À l’époque, ce n’est pas tant la performance bruitiste du groupe le soir du vernissage que le contenu sulfureux de l’exposition qui choqua l’opinion publique. Une série de revues pornographiques contenant des photos de Cosey Fanni Tutti étaient encadrées comme des oeuvres d’art et présentées dans une salle de l’ICA que l’on pouvait visiter sur demande. Ne durant que quelques jours, l’exposition suffira pourtant à créer une véritable déflagration médiatique, relayée par les tabloïds, qui se propagera du monde de l’art jusqu’au Parlement, attisant le débat politique autour des questions de défense de l’ordre moral et de contrôle des dépenses publiques dans le domaine artistique.

L’oeuvre de Cosey Fanni Tutti, qu’il s’agisse du corpus de revues pornographiques ou de ses performances, se fonde sur une praxis émancipatrice qui transgresse les structures qui l’encadrent. Lorsqu’elle travaille dans l’industrie pornographique en tant que modèle et actrice durant plusieurs années, sa stratégie d’autoreprésentation devient paradoxale, car elle réussit simultanément à se libérer d’une identité figée tout en incarnant l’un après l’autre les stéréotypes féminins (la secrétaire, la femme de ménage, l’étudiante ingénue…) véhiculés par la pornographie hétéronormée. Par cette exhibition démultipliée d’elle-même (poses, vêtements, rôles), Cosey Fanni Tutti va à l’encontre d’une conception essentialiste de la féminité. Par la même occasion, elle dévoile les archétypes et la normativité des fantasmes patriarcaux produits par l’industrie capitaliste et, comme un miroir, retourne le regard désirant contre lui-même.

Ni rétrospective ni historique, ni même monographique, l’exposition se pense comme une nébuleuse qui se déploie à partir de la pratique de Cosey Fanni Tutti pour rayonner à la fois du côté de ses influences (Beat Generation, Fluxus), de ses compagnons de route (COUM Transmissions, Monte Cazazza) et de ses contemporains (Karen Finley), tout en reliant un certain nombre de problématiques ou de stratégies à travers des pratiques récentes : l’infiltration d’une institution ou d’une industrie (qu’elle soit artistique, pornographique ou musicale), l’absorption d’un corps dans une chaîne de production, le renversement d’une norme par son exacerbation ou sa redondance, l’autoreprésentation et l’autodéfinition de sa propre identité, le féminisme « pro-sexe », la visibilité des femmes sur les scènes musicales radicales, etc.

Objectif A
Recopiez sans modification, dans le texte sur l'exposition consacrée à Cosey Fanni Tutti, le passage allant de « Ni rétrospective ni » jusqu'à « musicales radicales, etc. ».
Objectif B
Déterminez combien de lignes des enregistrements contiennent la chaîne « ceiling », en tenant compte de la casse. Indiquez uniquement ce nombre.

Données fournies
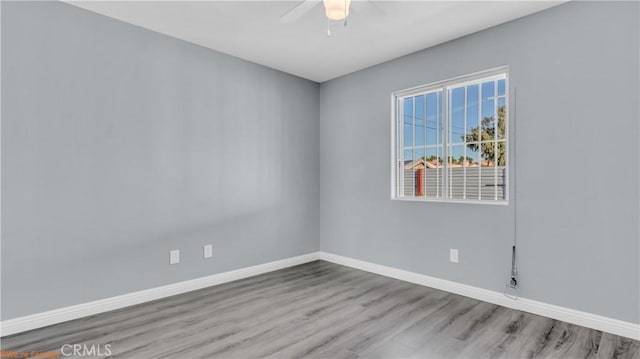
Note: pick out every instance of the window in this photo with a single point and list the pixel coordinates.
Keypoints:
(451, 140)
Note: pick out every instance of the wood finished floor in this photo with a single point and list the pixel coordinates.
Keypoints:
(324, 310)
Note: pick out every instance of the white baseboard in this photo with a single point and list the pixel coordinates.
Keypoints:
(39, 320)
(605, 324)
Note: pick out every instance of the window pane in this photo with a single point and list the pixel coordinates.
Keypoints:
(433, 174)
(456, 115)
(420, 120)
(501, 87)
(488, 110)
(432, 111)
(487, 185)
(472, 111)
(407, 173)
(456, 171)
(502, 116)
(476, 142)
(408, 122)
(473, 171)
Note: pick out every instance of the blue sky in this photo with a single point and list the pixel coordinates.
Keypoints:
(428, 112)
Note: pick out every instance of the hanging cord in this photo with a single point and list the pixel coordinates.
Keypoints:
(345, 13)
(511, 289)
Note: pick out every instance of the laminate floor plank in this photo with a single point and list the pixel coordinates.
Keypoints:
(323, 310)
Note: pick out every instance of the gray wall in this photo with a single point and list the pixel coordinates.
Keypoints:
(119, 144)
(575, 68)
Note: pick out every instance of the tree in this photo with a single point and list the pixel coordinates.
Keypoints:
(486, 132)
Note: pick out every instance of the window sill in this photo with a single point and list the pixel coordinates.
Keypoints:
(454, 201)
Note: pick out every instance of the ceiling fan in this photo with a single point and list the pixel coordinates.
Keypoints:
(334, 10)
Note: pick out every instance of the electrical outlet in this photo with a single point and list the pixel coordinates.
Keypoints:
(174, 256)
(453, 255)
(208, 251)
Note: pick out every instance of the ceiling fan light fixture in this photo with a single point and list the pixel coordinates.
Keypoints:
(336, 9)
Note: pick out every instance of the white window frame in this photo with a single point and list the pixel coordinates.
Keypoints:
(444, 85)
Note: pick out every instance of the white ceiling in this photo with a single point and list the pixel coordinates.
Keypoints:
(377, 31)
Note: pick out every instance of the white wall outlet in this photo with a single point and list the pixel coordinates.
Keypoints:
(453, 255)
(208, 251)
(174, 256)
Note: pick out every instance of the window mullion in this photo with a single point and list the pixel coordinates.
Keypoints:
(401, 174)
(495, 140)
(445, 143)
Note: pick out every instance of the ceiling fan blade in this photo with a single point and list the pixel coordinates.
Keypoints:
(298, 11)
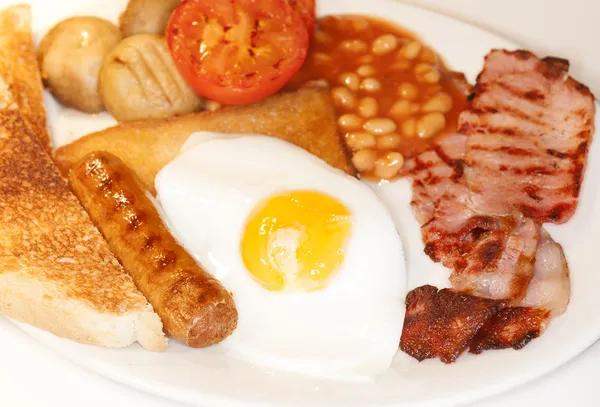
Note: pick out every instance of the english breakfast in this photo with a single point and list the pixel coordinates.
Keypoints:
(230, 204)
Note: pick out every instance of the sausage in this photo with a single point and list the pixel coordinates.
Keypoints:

--

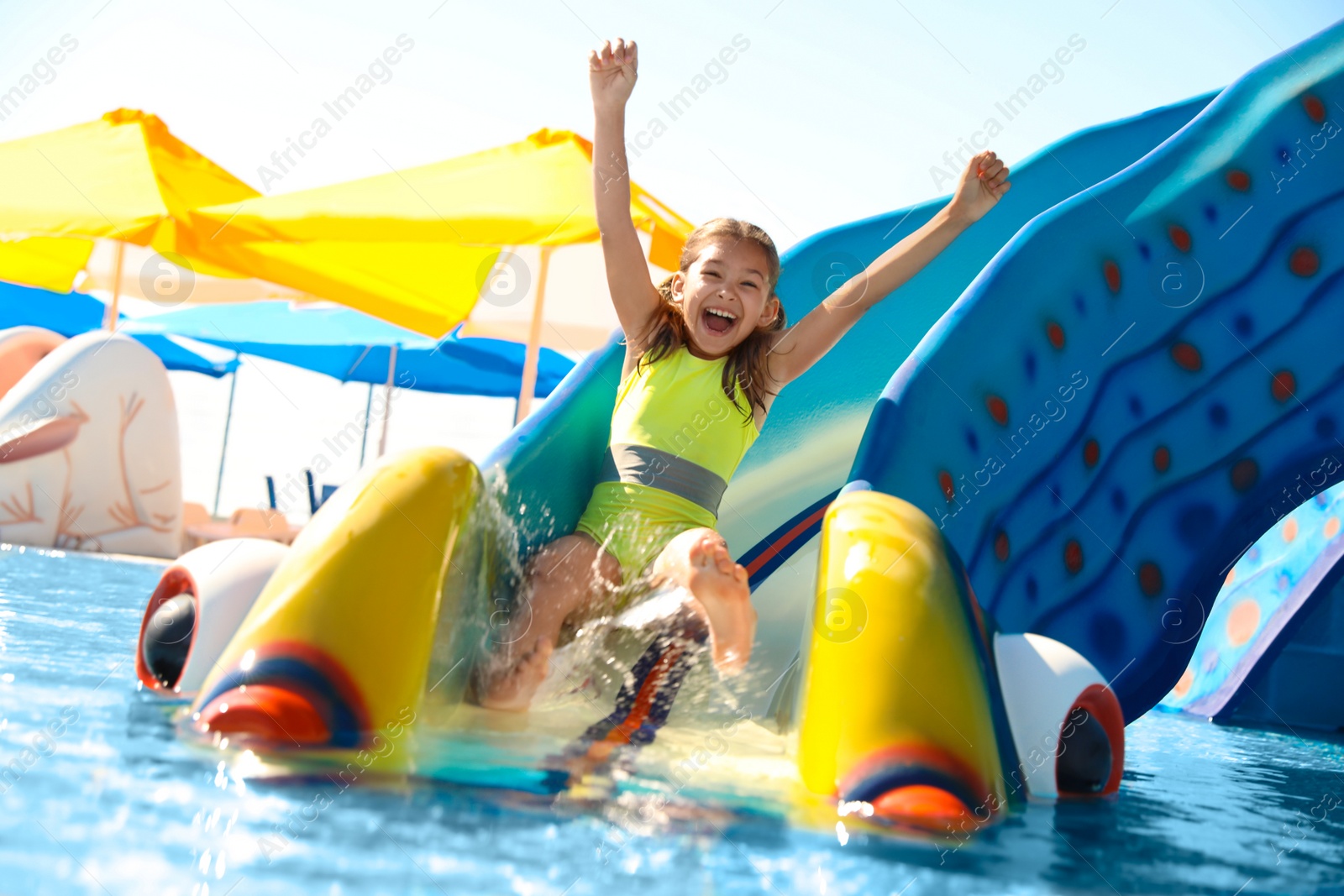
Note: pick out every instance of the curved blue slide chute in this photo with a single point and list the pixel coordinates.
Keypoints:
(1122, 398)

Réponse complète A
Ni rétrospective ni historique, ni même monographique, l’exposition se pense comme une nébuleuse qui se déploie à partir de la pratique de Cosey Fanni Tutti pour rayonner à la fois du côté de ses influences (Beat Generation, Fluxus), de ses compagnons de route (COUM Transmissions, Monte Cazazza) et de ses contemporains (Karen Finley), tout en reliant un certain nombre de problématiques ou de stratégies à travers des pratiques récentes : l’infiltration d’une institution ou d’une industrie (qu’elle soit artistique, pornographique ou musicale), l’absorption d’un corps dans une chaîne de production, le renversement d’une norme par son exacerbation ou sa redondance, l’autoreprésentation et l’autodéfinition de sa propre identité, le féminisme « pro-sexe », la visibilité des femmes sur les scènes musicales radicales, etc.

Réponse complète B
4